説明

チャック装置

【課題】制御部においてワークの把持が誤って認識されることを簡単な構成にて防止する。
【解決手段】チャック装置5は、爪部62を、待機位置から把持位置へと向かう方向へ連続的に移動することによりワークを把持する把持部50を備え、把持部50には把持検出部51および判定回路52が取り付けられる。把持検出部51では、爪部62の待機位置からの移動において、爪部62が把持位置に到達した時にON信号が出力され、万一、把持位置を超えた場合にON信号の出力が停止される。判定回路52では、把持検出部51からのON信号の入力が所定時間継続した場合にのみ、ワークの把持を示す把持信号が外部の制御部12に向けて出力される。これにより、ワークが把持されていないにもかかわらず、爪部62が把持位置を通過する際に発生するON信号に起因して、制御部12においてワークの把持が誤って認識されることを、簡単な構成にて防止することができる。
########
### 作業目標
チャック装置に関する文書から、次の問いに答えよ。
(a) 把持部50は、爪部62をどの位置からどの位置へ向かう方向に移動させてワークを把持するか。
(b) 把持検出部51がON信号の出力を停止するのは、爪部62がどうなった場合か。
(c) 判定回路52が把持信号を出力するのは、どのような場合か。

### 提供情報
########
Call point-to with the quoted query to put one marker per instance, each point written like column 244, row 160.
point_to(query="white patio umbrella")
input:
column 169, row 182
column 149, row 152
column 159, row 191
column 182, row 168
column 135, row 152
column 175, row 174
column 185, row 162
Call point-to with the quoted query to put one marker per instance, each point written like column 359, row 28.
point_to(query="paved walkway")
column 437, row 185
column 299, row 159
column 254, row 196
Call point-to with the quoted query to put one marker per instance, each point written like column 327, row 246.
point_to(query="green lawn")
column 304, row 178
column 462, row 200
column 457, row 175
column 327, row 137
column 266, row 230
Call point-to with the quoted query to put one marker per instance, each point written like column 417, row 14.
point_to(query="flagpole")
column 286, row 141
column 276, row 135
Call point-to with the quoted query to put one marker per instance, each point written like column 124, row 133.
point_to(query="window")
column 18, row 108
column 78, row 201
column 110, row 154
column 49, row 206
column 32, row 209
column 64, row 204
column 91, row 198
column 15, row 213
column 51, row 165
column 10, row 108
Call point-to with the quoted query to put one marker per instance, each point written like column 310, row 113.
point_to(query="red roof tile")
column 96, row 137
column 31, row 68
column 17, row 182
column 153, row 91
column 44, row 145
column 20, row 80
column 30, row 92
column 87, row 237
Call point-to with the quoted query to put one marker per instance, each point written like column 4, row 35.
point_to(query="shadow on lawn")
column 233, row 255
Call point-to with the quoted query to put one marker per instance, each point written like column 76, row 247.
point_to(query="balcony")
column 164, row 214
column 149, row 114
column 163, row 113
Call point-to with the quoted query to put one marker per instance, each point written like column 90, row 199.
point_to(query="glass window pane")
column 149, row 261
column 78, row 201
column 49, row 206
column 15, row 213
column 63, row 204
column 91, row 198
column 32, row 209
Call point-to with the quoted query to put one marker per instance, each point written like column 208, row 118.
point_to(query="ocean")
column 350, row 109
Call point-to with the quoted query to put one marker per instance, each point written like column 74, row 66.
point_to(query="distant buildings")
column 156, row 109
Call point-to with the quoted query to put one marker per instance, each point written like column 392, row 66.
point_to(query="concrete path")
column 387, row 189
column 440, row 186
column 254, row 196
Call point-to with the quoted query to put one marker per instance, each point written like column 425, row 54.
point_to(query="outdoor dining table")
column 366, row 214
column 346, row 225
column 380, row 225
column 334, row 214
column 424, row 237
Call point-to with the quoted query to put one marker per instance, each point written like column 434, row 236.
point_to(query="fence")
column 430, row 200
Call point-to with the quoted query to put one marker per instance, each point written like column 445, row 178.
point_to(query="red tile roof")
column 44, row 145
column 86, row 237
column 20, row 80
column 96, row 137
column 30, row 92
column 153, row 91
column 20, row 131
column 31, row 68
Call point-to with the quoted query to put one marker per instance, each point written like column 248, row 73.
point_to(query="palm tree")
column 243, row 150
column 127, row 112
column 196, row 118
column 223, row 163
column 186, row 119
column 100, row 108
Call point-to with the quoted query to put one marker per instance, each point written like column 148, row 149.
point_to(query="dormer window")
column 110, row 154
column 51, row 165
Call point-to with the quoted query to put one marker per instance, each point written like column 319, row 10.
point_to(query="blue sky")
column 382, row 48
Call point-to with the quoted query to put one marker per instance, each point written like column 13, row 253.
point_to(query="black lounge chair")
########
### 解答
(a) 待機位置から把持位置へ向かう方向に、連続的に移動させる。
(b) 爪部62が把持位置を超えた場合。
(c) 把持検出部51からのON信号の入力が所定時間継続した場合のみ。